Your instructions:
Each entry has to be reproduced in full, exactly as given.

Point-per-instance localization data

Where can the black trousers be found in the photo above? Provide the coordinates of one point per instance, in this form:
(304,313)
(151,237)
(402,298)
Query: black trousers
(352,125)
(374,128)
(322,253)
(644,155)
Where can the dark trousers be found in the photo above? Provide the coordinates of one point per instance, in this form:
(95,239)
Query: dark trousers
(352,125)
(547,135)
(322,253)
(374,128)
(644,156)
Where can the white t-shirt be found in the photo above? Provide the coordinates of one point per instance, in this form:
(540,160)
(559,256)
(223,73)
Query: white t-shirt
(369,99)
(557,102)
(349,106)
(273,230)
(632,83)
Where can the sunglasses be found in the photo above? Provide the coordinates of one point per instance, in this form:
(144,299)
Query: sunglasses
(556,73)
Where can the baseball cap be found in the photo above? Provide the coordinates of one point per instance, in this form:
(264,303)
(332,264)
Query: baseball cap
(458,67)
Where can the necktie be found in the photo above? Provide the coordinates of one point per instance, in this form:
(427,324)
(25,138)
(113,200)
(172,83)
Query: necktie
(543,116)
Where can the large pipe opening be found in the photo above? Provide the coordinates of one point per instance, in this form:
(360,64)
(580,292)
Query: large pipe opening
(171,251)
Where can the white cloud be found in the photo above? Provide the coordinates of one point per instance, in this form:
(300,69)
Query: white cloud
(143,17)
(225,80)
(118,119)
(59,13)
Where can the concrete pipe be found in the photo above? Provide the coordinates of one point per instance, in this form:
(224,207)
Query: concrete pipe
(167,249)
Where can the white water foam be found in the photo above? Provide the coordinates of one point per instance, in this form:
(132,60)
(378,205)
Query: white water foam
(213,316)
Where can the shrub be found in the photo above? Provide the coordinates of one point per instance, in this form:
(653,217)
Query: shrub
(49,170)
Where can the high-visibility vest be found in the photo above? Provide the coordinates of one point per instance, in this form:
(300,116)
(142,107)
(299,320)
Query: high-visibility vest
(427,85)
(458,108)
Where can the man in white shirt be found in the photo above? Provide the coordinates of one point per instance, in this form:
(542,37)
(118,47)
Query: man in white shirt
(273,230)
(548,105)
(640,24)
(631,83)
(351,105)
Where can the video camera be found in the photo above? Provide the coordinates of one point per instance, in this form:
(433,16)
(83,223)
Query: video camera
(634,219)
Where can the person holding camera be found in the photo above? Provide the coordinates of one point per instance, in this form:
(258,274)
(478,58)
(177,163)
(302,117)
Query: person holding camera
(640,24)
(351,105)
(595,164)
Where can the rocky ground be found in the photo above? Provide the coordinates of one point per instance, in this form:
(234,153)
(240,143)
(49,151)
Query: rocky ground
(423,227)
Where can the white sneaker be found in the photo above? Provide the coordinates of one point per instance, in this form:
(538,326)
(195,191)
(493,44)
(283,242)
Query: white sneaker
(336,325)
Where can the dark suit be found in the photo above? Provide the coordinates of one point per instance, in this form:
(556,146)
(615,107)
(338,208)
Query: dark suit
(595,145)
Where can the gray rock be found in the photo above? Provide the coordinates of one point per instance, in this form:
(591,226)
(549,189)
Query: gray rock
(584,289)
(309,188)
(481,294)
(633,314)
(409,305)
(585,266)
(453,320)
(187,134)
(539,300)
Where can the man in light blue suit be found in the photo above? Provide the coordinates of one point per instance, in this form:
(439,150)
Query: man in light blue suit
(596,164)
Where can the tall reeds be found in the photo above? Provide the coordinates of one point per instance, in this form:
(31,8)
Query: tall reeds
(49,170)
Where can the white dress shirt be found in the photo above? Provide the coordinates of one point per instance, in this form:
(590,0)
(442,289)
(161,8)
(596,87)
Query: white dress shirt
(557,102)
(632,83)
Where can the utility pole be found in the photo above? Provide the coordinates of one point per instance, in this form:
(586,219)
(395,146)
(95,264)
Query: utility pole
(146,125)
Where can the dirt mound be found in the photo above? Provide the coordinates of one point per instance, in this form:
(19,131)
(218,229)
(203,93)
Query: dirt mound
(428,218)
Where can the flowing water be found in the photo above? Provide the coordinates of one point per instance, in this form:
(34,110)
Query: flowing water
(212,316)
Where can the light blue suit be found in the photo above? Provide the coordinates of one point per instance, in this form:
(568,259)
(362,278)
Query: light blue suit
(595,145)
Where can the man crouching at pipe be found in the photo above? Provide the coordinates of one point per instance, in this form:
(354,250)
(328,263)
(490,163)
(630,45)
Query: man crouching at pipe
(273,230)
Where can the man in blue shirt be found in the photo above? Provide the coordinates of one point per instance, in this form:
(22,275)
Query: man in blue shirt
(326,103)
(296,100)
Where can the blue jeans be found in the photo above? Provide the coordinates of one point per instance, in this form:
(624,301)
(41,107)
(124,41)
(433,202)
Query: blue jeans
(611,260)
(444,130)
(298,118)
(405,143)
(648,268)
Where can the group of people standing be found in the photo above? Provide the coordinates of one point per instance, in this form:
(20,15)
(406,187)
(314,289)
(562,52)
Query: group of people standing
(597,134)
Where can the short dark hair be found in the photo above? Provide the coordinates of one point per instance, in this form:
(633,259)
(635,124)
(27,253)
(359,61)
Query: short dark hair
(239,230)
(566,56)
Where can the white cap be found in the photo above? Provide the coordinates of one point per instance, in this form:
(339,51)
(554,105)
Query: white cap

Task solution:
Where can the black trousers be found in the photo above? Provide the coordinates of one point per instance, in this form:
(304,313)
(151,237)
(402,298)
Query: black trousers
(352,125)
(374,128)
(322,253)
(644,155)
Where can the dark trousers be found in the photo above? Provide the coordinates of one point per instance, in this form:
(95,239)
Query: dark trousers
(352,125)
(547,135)
(322,253)
(374,128)
(644,156)
Where can the white t-shirt be found in the photo above? Provide the coordinates of one point per instance, in this form:
(540,160)
(559,256)
(223,73)
Query: white t-shirt
(369,99)
(557,102)
(349,106)
(273,230)
(632,83)
Where can the sunglasses be found in the photo above? Provide the coordinates of one point per instance, in this form:
(144,299)
Query: sunglasses
(556,73)
Where can the baseball cap be found in the photo above? Provide the coordinates of one point per instance, in this form:
(264,303)
(332,264)
Query: baseball cap
(458,67)
Where can the necktie be found in the photo above? Provide the coordinates of one point per instance, in this form:
(427,324)
(25,138)
(113,200)
(172,83)
Query: necktie
(543,116)
Where can the large pipe opening be found in the photo above? Provide the coordinates of one point per instance, in this form:
(360,64)
(580,292)
Query: large pipe opening
(171,251)
Where can the white cloud be found in the photo above? Provide the coordinates of one point per instance, in this form:
(300,69)
Query: white cloud
(143,17)
(225,80)
(118,119)
(59,13)
Where can the concrete pipe be found in the photo above? Provide the coordinates of one point per instance, in this form:
(224,207)
Query: concrete pipe
(167,249)
Where can the white water foam be found in the photo above? Provide the coordinates of one point per instance, in this form:
(132,60)
(378,205)
Query: white water foam
(213,316)
Where can the shrub be found in the photo above? Provide the coordinates of one point per instance, in this form:
(653,217)
Query: shrub
(49,170)
Where can the high-visibility vest be found in the photo above? Provide the coordinates of one point per instance, in this form:
(300,116)
(142,107)
(299,320)
Query: high-visibility vest
(427,85)
(458,108)
Where can the man in white shirt be found in the photo above? Provide the coordinates of one point per instance, in this form:
(542,37)
(118,47)
Query: man in white shirt
(273,230)
(548,105)
(640,24)
(631,83)
(351,105)
Where can the video camera be found in the photo above? Provide the coordinates of one point per instance, in this form:
(433,16)
(83,223)
Query: video camera
(634,219)
Where can the person holding camera be found in the photo above? Provide the coordinates of one point per instance, in this form:
(258,274)
(478,58)
(177,163)
(302,117)
Query: person holding camera
(640,24)
(351,105)
(595,164)
Where can the rocky ground be found in the photo above? Provide the coordinates of one point per instance, in this form:
(234,153)
(240,143)
(49,151)
Query: rocky ground
(423,227)
Where can the white sneaker be found in the photo above? Provide the coordinates of one point per instance, in this form:
(538,326)
(195,191)
(493,44)
(283,242)
Query: white sneaker
(336,325)
Where can the dark suit be found in the photo above? Provide the coordinates of one point per instance, in this form:
(556,146)
(615,107)
(338,208)
Query: dark suit
(595,145)
Where can the gray rock be found in the photo above? Provide the coordinates of one point per instance, in this form:
(591,226)
(549,189)
Query: gray rock
(584,289)
(309,188)
(481,294)
(633,314)
(409,305)
(585,266)
(453,320)
(187,134)
(539,300)
Where can the man in light blue suit be found in the photo above? Provide the coordinates of one point per instance, in this form:
(439,150)
Query: man in light blue suit
(596,164)
Where can the tall reeds be found in the photo above? Provide the coordinates of one point per instance, in this form:
(31,8)
Query: tall reeds
(49,170)
Where can the white dress shirt be found in the photo above? Provide the coordinates of one point per instance, in this form:
(590,0)
(442,289)
(161,8)
(596,87)
Query: white dress shirt
(557,102)
(632,83)
Where can the utility pole be found in the photo above? Provide the coordinates of one point per instance, in this form:
(586,219)
(395,146)
(95,264)
Query: utility pole
(146,125)
Where can the dirt mound be found in the photo above? Provide the coordinates of one point per instance, in this form:
(19,131)
(218,229)
(203,93)
Query: dirt mound
(428,218)
Where can the flowing water be found in the photo above? Provide the coordinates of one point per instance, in this form:
(34,110)
Query: flowing water
(212,316)
Where can the light blue suit be found in the photo above? Provide the coordinates of one point per instance, in this form:
(568,259)
(362,278)
Query: light blue suit
(595,145)
Where can the man crouching at pipe be found in the photo above? Provide the coordinates of one point per instance, in this form:
(354,250)
(328,263)
(490,163)
(630,45)
Query: man crouching at pipe
(273,230)
Where can the man in blue shirt be found in the photo above? Provide the coordinates of one point per instance, in this form:
(22,275)
Query: man in blue shirt
(326,103)
(296,100)
Where can the blue jeans be found in the photo above? Provide the coordinates of one point per instance, in this form:
(624,301)
(41,107)
(124,41)
(433,202)
Query: blue jeans
(611,260)
(444,130)
(298,118)
(405,143)
(648,268)
Where can the group of people standing be found in the photo above? Provide the coordinates of one point per instance, in this form:
(20,15)
(406,187)
(314,289)
(562,52)
Query: group of people standing
(597,134)
Where can the short dark hair be found in the photo above? Provide the coordinates of one point per instance, in this form:
(633,259)
(635,124)
(27,253)
(359,61)
Query: short dark hair
(239,230)
(566,56)
Where can the white cap be found in the photo above? Provide the coordinates of one point per instance, in this form:
(339,51)
(554,105)
Query: white cap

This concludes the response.